__EXERCISE BRIEF__:
Copy out each of the entries below word for word, with no changes.

(Entries from a collection)

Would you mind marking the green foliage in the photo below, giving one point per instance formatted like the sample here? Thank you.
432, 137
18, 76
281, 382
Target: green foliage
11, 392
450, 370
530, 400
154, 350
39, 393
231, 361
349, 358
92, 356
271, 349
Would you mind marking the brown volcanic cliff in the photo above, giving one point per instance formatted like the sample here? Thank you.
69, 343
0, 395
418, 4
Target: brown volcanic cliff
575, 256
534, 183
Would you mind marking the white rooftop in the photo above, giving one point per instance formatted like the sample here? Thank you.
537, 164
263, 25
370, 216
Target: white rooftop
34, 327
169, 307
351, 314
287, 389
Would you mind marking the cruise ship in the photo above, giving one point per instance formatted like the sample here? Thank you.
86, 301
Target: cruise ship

__THE SOLUTION__:
Would you mind marking the green foliage in the photo below, giving one point per instance formatted like the sample here? Thank you.
432, 137
18, 76
281, 382
Target: green foliage
11, 392
450, 370
530, 400
154, 350
39, 393
231, 361
349, 358
92, 356
271, 349
Would you mind marking the brown volcanic cliff in the photo above, giving one point per instance formatted like the sample here? Thank you.
69, 343
0, 395
418, 4
Target: brown volcanic cliff
575, 256
534, 183
Would you mind marking the white rooftop in the photo above, giving one point per instance formatted like the sample here? Thank you.
537, 164
263, 25
370, 216
Target: white rooftop
34, 327
169, 307
351, 314
287, 389
Would you mind marking the cruise ship in the photo above, giving one point per instance formatted like the sample here? Thank you.
86, 301
Target: cruise ship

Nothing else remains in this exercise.